**Texto citado:**
* * * * *
Miércoles, 3 de marzo de 2010 | Hoy
Por Ariel Dorfman *
Fue hace casi cincuenta años que me tocó mi primer terremoto, el que todavía me causa pesadillas.
Me encontraba, ese 22 de mayo de 1960, presenciando un partido de fútbol en el Estadio Nacional en Santiago de Chile cuando se oyó un ruido ensordecedor y, de pronto, así como así, desaparecieron las montañas. No exagero: el Estadio comenzó a mecerse como si fuera una cuna y se levantó un extremo en el aire, borrando de mis ojos la Cordillera de los Andes. Por suerte, apenas unos segundos después volvieron a aparecer las montañas y las graderías recobraran alguna mínima estabilidad. En la cancha algunos jugadores socarrones siguieron tratando de darle a la pelota y meter un gol avieso, pero ellos rebotaban más que el balón, así que el árbitro, de bruces en el suelo, dio por finalizado el encuentro deportivo. Era, qué no: acabábamos de pasar por una actividad sísmica de 9,6 en la escala Richter, la de mayor magnitud registrada hasta ese instante por los sismógrafos.
* * * * *
**Datos proporcionados:**
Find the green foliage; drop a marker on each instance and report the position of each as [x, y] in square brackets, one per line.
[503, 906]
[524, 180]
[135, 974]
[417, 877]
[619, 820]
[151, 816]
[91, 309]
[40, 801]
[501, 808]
* * * * *
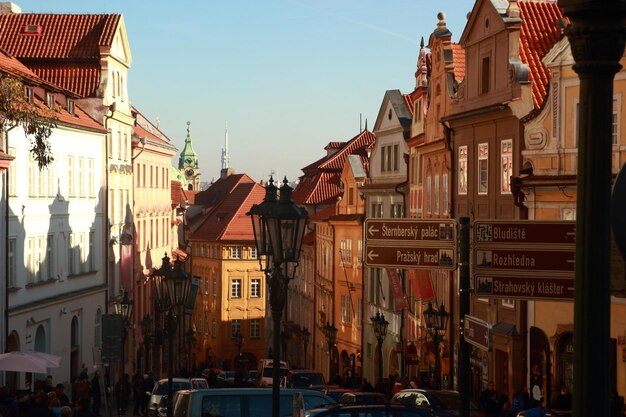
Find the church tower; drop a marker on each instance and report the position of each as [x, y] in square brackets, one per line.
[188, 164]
* * * * *
**Tareas:**
a: Transcribe del relato sobre el terremoto el fragmento que empieza en las palabras "Me encontraba, ese" y termina después de "por los sismógrafos.".
b: Prosigue el relato sobre el terremoto de 1960 a partir de su última oración.

**Respuestas por tarea:**
a:
Me encontraba, ese 22 de mayo de 1960, presenciando un partido de fútbol en el Estadio Nacional en Santiago de Chile cuando se oyó un ruido ensordecedor y, de pronto, así como así, desaparecieron las montañas. No exagero: el Estadio comenzó a mecerse como si fuera una cuna y se levantó un extremo en el aire, borrando de mis ojos la Cordillera de los Andes. Por suerte, apenas unos segundos después volvieron a aparecer las montañas y las graderías recobraran alguna mínima estabilidad. En la cancha algunos jugadores socarrones siguieron tratando de darle a la pelota y meter un gol avieso, pero ellos rebotaban más que el balón, así que el árbitro, de bruces en el suelo, dio por finalizado el encuentro deportivo. Era, qué no: acabábamos de pasar por una actividad sísmica de 9,6 en la escala Richter, la de mayor magnitud registrada hasta ese instante por los sismógrafos.

b:
No tardamos en saber que el epicentro había sido unos seiscientos y tantos kilómetros al sur de Santiago y que la devastación era masiva. Tal vez peor que la convulsión de la tierra misma, que había arrasado con pueblos enteros, inmolando a miles de inocentes, fue la marejada que barrió nuestra costa. Viajé a esa región unos meses después y vi con mis propios ojos los mástiles de navíos hundidos en el río Valdivia a una larga distancia del mar y los restos de los colosales altos hornos de Corral, que en vez de fundir metales ahora mostraban sus torsos agobiados por las aguas invasoras. Y supe también del sufrimiento y el terror. De boca de los sobrevivientes, escuché de hombres, mujeres, pequeños que, huyendo hacia los cerros, habían sido succionados por el tsunami mar adentro como si fuesen retazos de madera.
Todo esto lo recuerdo ahora, décadas más tarde, mientras miro, esta vez desde lejos, esta vez desde la seguridad de mi hogar en los Estados Unidos, otro terremoto voraz que ha querido desbaratar mi país. Recuerdo lo que siempre hemos llamado el gran terremoto de 1960 como una manera de ofrecerme alguna perspectiva histórica sobre este último y nuevo sismo, a ver si esto me ayuda a descubrir algún posible sentido a lo que nos acaba de ocurrir.
Es obsceno comparar cataclismos como si fueran competidores en un concurso de horrores –este costó tantos billones, este otro tantas vidas– y, sin embargo, es posible que medir lo que ha cambiado en Chile durante el medio siglo que transcurre entre estos dos desastres mayores pueda contribuir a responder la pregunta más urgente del momento: ¿y ahora, qué va a pasar?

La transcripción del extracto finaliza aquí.